═════ Text shown ═════

Calling Python or R¶
Wrappers for vartools' embedded -python / -R interpreters, used to run user code on each light curve from within a pipeline.
R — Run R code¶
Syntax
cmd.R(command, fromfile=False, init=None, init_fromfile=False,
vars=None, invars=None, outvars=None, outputcolumns=None,
process_all_lcs=False, verbose=False, continueprocess=None)
Description
Execute arbitrary R code on each light curve. VARTOOLS embeds the user-supplied code in an R function and calls it once per light curve (or once for all light curves with process_all_lcs=True). Light-curve variables are passed to R as native R vectors. vars specifies variables to pass both into and out of R; invars/outvars allow separate control. init is R code run once before the batch loop begins (typically used for library imports and function definitions).
The R_HOME environment variable must be set before calling vartools (find the correct value with R RHOME; adding export R_HOME=$(R RHOME) to your .bashrc is recommended). Under -parallel, a separate R sub-process is launched per thread; initialization runs independently for each thread, and globals are not shared between threads.
CLI equivalent: -R.
Parameters
| Parameter | Type | Description |
|---|---|---|
command |
str |
Inline R code (default), or path to an R script file when fromfile=True. |
fromfile |
bool |
If True, treat command as a file path rather than an inline string. |
init |
str or None |
R code (or file path when init_fromfile=True) executed once before processing. Typical use: library imports and function definitions. |
init_fromfile |
bool |
If True, init is a file path. |
vars |
str or None |
Comma-separated list of variables passed both into and received back from R. |
invars |
str or None |
Variables passed into R only (alternative to vars). |
outvars |
str or None |
Variables received back from R only (alternative to vars). |
outputcolumns |
str or None |
Subset of out-vars to emit in the output statistics table as R_<name>_N. |
process_all_lcs |
bool |
Pass all light curves at once. Vector inputs arrive as lists of vectors; scalar inputs as lists. The output variables must also be lists with one entry per LC. |
verbose |
bool |
Allow R to print to stdout (default: R runs in --slave mode). |
continueprocess |
int or None |
Reuse the sub-process from the N-th prior -R (1-indexed). Shares R state; no initialization code may be supplied. |
Output
This command produces no output statistics by default; user-defined outputcolumns appear as R_<name>_N in result.vars.
Examples
Example 1. Compute the standard deviation of the magnitudes for each light curve in EXAMPLES/lc_list using R; the result appears as R_b_0 in the output table.

═════ Recorded data ═════

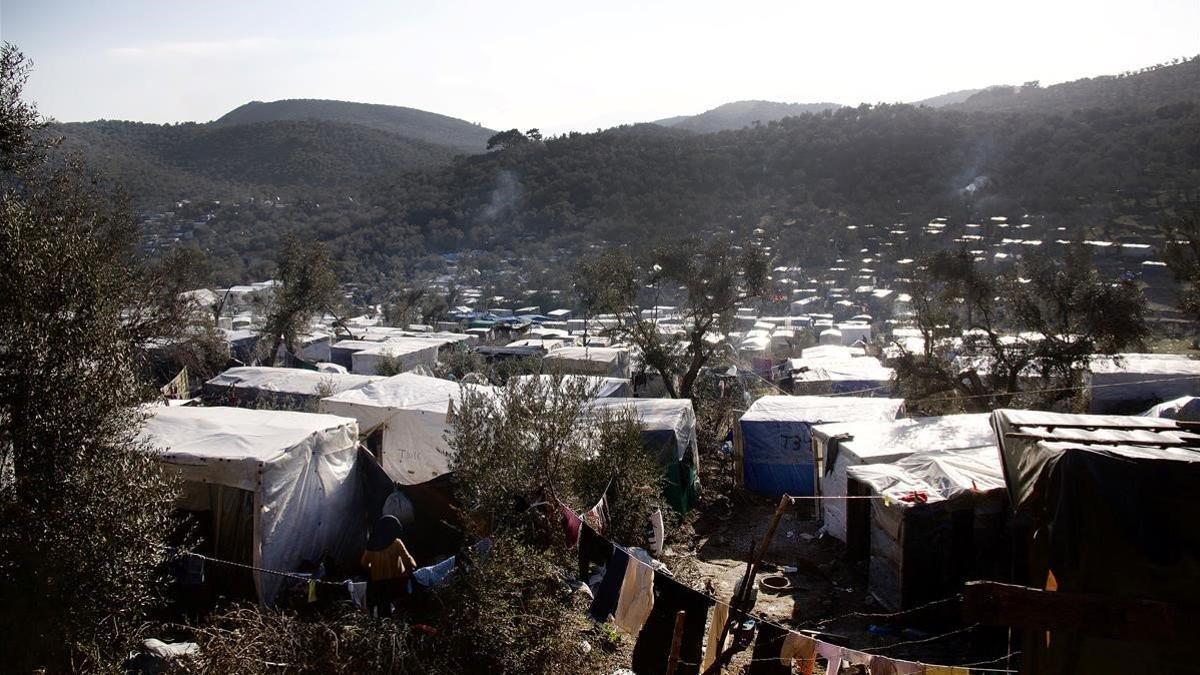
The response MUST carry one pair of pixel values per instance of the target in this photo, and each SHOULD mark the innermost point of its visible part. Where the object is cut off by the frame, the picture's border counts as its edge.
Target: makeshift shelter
(406, 353)
(1185, 408)
(863, 376)
(1131, 383)
(279, 388)
(603, 387)
(607, 362)
(1111, 501)
(403, 419)
(273, 489)
(940, 521)
(845, 444)
(773, 441)
(670, 432)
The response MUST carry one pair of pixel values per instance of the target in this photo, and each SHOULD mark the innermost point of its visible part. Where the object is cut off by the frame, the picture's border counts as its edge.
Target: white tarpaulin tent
(298, 470)
(1134, 382)
(411, 413)
(255, 384)
(407, 352)
(845, 444)
(609, 362)
(604, 387)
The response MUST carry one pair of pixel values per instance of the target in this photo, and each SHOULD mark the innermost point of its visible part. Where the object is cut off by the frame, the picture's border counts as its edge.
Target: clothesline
(295, 575)
(635, 560)
(970, 396)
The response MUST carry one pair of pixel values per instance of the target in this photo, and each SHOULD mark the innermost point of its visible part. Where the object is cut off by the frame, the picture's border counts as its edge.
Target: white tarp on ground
(673, 416)
(603, 387)
(413, 413)
(300, 469)
(847, 444)
(251, 382)
(607, 362)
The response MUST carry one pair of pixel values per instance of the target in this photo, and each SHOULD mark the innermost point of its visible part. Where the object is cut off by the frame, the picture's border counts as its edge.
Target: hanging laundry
(358, 592)
(636, 596)
(715, 627)
(799, 653)
(571, 524)
(593, 549)
(598, 515)
(653, 646)
(768, 646)
(435, 574)
(885, 665)
(607, 595)
(832, 653)
(654, 532)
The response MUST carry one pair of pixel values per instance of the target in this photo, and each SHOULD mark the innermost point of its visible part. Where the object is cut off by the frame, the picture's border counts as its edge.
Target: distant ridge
(409, 123)
(741, 114)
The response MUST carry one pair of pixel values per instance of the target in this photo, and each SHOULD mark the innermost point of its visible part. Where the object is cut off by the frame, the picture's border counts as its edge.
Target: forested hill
(741, 114)
(161, 163)
(408, 123)
(1145, 89)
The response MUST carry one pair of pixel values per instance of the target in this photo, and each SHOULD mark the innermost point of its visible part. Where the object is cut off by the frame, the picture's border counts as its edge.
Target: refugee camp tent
(670, 432)
(603, 387)
(275, 488)
(403, 419)
(1186, 408)
(941, 521)
(406, 353)
(607, 362)
(279, 388)
(863, 376)
(1134, 382)
(1114, 501)
(773, 441)
(845, 444)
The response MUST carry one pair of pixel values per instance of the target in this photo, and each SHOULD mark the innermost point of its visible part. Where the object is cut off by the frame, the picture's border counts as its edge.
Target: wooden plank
(676, 643)
(1021, 607)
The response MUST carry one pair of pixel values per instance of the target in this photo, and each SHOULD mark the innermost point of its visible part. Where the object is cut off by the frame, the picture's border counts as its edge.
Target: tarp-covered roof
(289, 381)
(822, 408)
(912, 435)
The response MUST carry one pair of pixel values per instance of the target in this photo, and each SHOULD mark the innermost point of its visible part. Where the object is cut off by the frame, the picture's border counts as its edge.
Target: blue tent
(774, 437)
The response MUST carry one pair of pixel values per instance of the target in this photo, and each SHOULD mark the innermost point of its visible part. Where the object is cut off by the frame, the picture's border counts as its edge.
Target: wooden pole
(676, 643)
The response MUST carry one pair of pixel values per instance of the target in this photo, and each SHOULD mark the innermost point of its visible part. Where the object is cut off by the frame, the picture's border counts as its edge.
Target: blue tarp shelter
(773, 443)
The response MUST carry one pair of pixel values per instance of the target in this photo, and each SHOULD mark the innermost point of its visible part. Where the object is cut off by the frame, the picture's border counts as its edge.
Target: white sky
(565, 65)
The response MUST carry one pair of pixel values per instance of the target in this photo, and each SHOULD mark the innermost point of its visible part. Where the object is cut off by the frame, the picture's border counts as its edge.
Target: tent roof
(1033, 441)
(197, 435)
(940, 475)
(289, 380)
(912, 435)
(822, 408)
(1185, 407)
(603, 386)
(605, 354)
(831, 369)
(406, 392)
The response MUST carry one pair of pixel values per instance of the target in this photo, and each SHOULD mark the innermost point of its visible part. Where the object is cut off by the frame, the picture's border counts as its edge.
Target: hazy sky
(562, 65)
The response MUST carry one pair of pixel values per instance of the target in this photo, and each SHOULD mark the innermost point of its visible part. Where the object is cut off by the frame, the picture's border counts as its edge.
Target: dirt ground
(829, 598)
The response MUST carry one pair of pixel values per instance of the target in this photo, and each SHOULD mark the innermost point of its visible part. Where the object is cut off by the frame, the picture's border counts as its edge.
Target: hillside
(947, 99)
(1145, 89)
(167, 162)
(408, 123)
(741, 114)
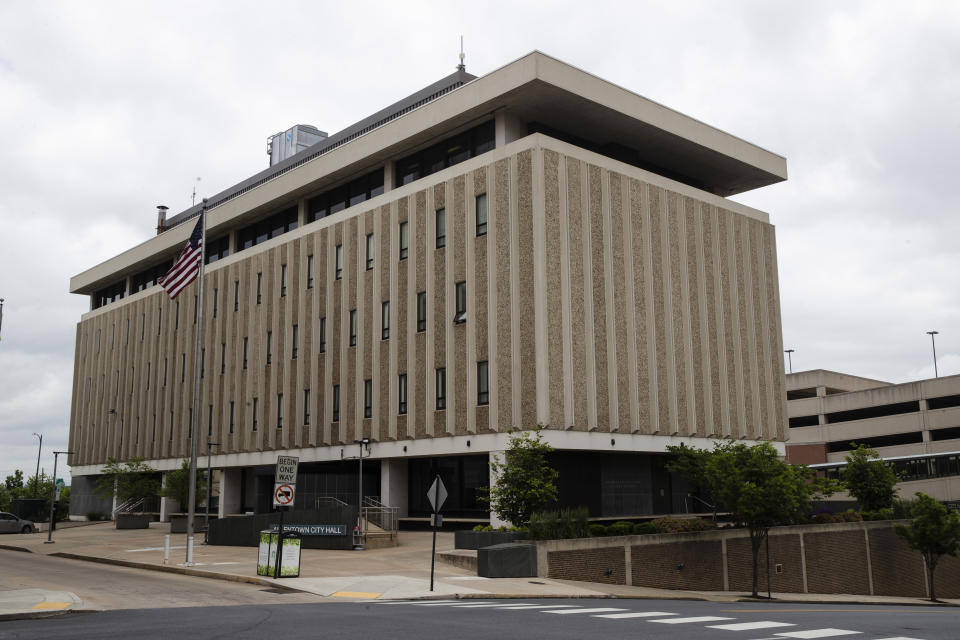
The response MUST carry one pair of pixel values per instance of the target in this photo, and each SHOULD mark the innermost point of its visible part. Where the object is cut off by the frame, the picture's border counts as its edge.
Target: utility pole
(36, 482)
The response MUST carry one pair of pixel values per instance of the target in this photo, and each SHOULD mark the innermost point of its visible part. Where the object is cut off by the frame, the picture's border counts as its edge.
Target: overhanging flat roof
(535, 88)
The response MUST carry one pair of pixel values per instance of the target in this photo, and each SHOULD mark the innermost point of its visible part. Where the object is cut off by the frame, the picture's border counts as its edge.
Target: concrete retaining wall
(865, 558)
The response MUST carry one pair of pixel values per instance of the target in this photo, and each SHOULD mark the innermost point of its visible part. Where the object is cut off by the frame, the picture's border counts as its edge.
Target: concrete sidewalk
(389, 573)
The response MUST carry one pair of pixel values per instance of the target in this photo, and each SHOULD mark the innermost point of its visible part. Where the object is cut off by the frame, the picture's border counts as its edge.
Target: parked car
(10, 523)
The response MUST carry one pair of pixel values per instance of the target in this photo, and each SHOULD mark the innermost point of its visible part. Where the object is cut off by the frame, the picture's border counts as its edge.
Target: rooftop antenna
(461, 66)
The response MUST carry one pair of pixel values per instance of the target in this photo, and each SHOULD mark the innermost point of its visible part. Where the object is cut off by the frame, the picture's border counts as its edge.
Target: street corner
(18, 604)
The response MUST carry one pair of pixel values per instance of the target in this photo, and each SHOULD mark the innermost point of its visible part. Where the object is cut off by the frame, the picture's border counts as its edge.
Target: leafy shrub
(620, 528)
(681, 525)
(879, 514)
(543, 525)
(645, 528)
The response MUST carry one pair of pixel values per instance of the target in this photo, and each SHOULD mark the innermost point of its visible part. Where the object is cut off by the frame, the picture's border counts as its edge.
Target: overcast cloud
(110, 108)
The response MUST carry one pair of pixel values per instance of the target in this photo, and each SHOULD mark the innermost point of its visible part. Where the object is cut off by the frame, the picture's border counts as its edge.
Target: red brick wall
(784, 550)
(658, 566)
(837, 562)
(897, 569)
(606, 564)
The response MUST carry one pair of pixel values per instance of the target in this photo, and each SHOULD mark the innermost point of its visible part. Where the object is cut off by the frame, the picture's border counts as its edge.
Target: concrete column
(388, 175)
(394, 484)
(494, 456)
(230, 498)
(164, 502)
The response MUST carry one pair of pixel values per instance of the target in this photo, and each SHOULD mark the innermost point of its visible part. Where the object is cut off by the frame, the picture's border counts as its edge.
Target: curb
(9, 547)
(198, 573)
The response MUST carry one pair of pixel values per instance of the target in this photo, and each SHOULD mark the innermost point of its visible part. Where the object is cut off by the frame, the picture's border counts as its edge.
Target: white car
(10, 523)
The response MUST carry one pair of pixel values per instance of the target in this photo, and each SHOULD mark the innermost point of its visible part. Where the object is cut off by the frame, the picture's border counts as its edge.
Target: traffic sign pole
(433, 550)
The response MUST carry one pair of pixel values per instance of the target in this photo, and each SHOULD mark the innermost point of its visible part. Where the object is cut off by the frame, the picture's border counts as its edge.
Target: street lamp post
(206, 515)
(36, 482)
(789, 353)
(53, 494)
(933, 343)
(363, 442)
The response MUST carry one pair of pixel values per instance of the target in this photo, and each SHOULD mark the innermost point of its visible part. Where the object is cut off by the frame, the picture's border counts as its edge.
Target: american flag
(187, 266)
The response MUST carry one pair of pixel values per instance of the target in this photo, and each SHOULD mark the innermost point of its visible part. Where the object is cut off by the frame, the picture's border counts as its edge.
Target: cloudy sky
(110, 108)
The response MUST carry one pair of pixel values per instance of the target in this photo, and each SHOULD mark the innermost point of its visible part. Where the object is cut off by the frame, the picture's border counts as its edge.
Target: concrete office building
(536, 245)
(914, 425)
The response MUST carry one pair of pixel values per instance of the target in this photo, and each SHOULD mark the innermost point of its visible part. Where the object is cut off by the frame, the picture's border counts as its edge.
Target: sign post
(284, 492)
(436, 494)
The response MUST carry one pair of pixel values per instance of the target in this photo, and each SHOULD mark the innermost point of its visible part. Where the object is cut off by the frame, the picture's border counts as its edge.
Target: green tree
(15, 481)
(525, 480)
(178, 486)
(130, 480)
(869, 479)
(757, 487)
(934, 531)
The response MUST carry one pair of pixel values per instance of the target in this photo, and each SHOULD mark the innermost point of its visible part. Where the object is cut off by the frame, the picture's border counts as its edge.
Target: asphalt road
(504, 619)
(106, 587)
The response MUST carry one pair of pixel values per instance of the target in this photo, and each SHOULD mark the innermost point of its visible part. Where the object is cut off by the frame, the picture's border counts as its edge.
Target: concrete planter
(178, 523)
(479, 539)
(133, 520)
(514, 560)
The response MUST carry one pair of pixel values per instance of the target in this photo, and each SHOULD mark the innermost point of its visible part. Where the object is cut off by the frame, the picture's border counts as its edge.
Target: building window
(353, 327)
(336, 403)
(483, 388)
(441, 388)
(441, 228)
(404, 241)
(367, 398)
(421, 311)
(275, 225)
(461, 312)
(385, 320)
(402, 393)
(481, 215)
(279, 411)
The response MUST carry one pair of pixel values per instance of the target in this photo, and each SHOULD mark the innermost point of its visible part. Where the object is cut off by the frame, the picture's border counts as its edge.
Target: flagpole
(195, 418)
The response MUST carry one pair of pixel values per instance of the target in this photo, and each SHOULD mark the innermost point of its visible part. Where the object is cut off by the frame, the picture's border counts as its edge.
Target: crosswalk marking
(521, 607)
(596, 610)
(749, 626)
(816, 633)
(635, 614)
(694, 619)
(445, 603)
(476, 606)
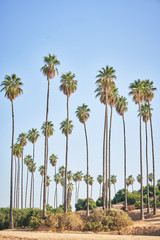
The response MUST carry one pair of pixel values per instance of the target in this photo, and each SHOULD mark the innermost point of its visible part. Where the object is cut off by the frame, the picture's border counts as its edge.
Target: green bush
(82, 204)
(99, 202)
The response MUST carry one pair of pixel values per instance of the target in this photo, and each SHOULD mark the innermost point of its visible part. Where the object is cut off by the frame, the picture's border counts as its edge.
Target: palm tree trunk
(33, 174)
(45, 155)
(26, 190)
(18, 186)
(106, 151)
(141, 167)
(66, 165)
(125, 164)
(22, 183)
(15, 183)
(110, 159)
(31, 190)
(104, 140)
(11, 183)
(85, 130)
(147, 167)
(154, 190)
(41, 192)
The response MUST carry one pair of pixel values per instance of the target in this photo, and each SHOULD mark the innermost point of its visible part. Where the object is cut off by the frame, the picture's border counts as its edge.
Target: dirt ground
(146, 229)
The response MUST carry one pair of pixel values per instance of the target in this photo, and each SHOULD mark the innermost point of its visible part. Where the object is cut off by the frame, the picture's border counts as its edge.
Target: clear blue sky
(85, 36)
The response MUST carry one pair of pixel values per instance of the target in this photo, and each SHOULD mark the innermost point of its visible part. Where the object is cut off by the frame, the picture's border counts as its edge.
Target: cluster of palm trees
(106, 90)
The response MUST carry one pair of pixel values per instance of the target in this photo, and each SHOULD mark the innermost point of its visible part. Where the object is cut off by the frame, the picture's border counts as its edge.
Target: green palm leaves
(12, 87)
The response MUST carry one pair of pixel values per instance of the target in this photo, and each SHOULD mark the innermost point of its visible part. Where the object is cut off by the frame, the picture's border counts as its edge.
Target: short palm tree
(104, 81)
(27, 160)
(33, 135)
(53, 160)
(12, 86)
(68, 86)
(49, 69)
(121, 108)
(137, 90)
(113, 181)
(100, 181)
(41, 171)
(22, 139)
(82, 113)
(149, 95)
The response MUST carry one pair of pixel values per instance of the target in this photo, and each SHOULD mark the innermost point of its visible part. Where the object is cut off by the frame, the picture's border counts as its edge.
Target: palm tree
(62, 171)
(69, 193)
(82, 113)
(104, 81)
(146, 111)
(100, 181)
(121, 108)
(138, 93)
(41, 171)
(112, 101)
(53, 160)
(12, 87)
(49, 70)
(47, 185)
(113, 181)
(32, 169)
(68, 86)
(27, 160)
(149, 89)
(22, 139)
(57, 179)
(131, 181)
(150, 178)
(33, 135)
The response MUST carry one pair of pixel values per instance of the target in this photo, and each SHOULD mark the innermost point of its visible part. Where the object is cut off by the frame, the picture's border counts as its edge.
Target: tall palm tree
(68, 86)
(32, 169)
(53, 160)
(100, 181)
(131, 181)
(82, 113)
(138, 93)
(150, 178)
(41, 171)
(149, 95)
(27, 160)
(146, 111)
(112, 100)
(22, 139)
(121, 108)
(113, 181)
(104, 81)
(33, 135)
(47, 185)
(49, 69)
(12, 86)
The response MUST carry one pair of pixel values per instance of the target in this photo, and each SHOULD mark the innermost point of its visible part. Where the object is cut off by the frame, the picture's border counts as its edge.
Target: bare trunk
(22, 183)
(26, 190)
(147, 167)
(110, 159)
(11, 183)
(141, 166)
(15, 183)
(104, 140)
(153, 162)
(66, 165)
(106, 153)
(45, 155)
(125, 164)
(85, 130)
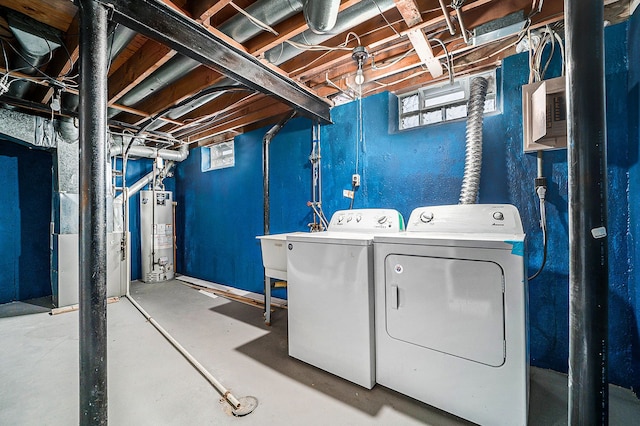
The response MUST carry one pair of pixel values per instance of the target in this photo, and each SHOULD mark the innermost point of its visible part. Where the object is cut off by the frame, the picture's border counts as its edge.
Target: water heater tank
(156, 239)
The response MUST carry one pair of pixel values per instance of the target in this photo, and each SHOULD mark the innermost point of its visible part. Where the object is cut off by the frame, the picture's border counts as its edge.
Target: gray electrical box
(544, 114)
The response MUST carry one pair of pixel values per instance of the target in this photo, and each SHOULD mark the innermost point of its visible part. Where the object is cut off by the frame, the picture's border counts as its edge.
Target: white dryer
(451, 312)
(330, 293)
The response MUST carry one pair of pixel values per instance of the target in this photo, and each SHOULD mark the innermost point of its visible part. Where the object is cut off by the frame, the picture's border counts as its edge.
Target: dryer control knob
(426, 217)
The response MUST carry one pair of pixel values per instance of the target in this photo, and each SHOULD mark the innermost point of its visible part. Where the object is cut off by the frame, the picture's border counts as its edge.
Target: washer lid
(467, 218)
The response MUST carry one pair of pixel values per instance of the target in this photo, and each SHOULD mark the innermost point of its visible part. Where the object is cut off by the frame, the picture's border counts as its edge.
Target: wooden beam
(145, 61)
(203, 10)
(410, 11)
(126, 54)
(195, 81)
(267, 112)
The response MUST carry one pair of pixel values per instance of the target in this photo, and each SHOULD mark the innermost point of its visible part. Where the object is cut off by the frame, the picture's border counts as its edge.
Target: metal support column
(588, 264)
(266, 142)
(93, 213)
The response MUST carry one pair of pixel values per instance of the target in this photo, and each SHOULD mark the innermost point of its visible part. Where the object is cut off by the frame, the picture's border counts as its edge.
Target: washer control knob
(426, 217)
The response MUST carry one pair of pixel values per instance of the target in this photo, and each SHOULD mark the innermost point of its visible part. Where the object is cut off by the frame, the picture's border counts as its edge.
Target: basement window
(443, 102)
(217, 156)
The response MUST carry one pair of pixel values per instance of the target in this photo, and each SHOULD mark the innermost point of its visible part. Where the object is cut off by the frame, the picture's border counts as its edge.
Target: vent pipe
(347, 19)
(321, 15)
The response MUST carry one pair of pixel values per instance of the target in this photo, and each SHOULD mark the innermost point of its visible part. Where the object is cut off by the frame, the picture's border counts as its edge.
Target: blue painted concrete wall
(25, 213)
(220, 212)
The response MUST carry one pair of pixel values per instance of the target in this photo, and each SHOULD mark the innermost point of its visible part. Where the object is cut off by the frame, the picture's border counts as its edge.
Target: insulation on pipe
(473, 158)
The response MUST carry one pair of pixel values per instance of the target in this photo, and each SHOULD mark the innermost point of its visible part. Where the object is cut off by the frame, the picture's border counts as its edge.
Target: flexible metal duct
(473, 158)
(346, 20)
(321, 15)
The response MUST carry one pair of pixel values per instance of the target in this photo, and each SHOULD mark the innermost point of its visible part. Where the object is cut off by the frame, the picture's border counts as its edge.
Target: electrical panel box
(544, 113)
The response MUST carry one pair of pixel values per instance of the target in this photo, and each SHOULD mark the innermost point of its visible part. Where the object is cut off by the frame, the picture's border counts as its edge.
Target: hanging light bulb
(360, 55)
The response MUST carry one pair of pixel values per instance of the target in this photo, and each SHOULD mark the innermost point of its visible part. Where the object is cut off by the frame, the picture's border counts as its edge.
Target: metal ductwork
(36, 43)
(118, 40)
(346, 20)
(150, 152)
(321, 15)
(269, 12)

═════

> Requirements
**a.** According to the page on running R code from vartools, which environment variable must be set before vartools is called?
**b.** Based on the page on running R code from vartools, say whether each statement agrees with it, giving yes or no and quoting the deciding words. (i) Under -parallel, globals are shared between threads. (ii) By default, R runs in --slave mode. (iii) Initialization code may be supplied when continueprocess is used.
**c.** Carry the page on running R code from vartools forward from its last sentence.

> Answers to the tasks
**a.** R_HOME must be set.

**b.**
(i) No: "globals are not shared between threads."
(ii) Yes: "default: R runs in --slave mode"
(iii) No: "no initialization code may be supplied."

**c.**
batch = (vt.Pipeline()
.R("b <- sd(mag)",
invars="mag", outvars="b", outputcolumns="b")
).run_filelist("EXAMPLES/lc_list",
perpoint_columns={"t": 1, "mag": 2, "err": 3})
print(batch.vars[["Name", "R_b_0"]])
Example 2. Same as Example 1 but using process_all_lcs=True to send the whole batch to R at once. Inside R, mag arrives as a list of vectors and the output b must also be a list (one entry per LC).
batch = (vt.Pipeline()
.R("b <- list(); for(i in 1:length(mag)) "
"{ b[[i]] <- sd(mag[[i]]); }",
invars="mag", outvars="b", outputcolumns="b",
process_all_lcs=True)
).run_filelist("EXAMPLES/lc_list",
perpoint_columns={"t": 1, "mag": 2, "err": 3})
Example 3. ARIMA modelling using R's forecast package. After saving the original mag, we bin and resample the LC onto a uniform grid (ARIMA needs evenly-sampled data), call auto.arima, and subtract the residuals to obtain the smoothed model mag_arima. The model is then resampled back to the original time grid (using the list-form resample) and the original mag is restored. Requires tseries and forecast to be installed in R.
batch = (vt.Pipeline()
.savelc()
.binlc(method="average", binsize=0.05, time_output="taverage")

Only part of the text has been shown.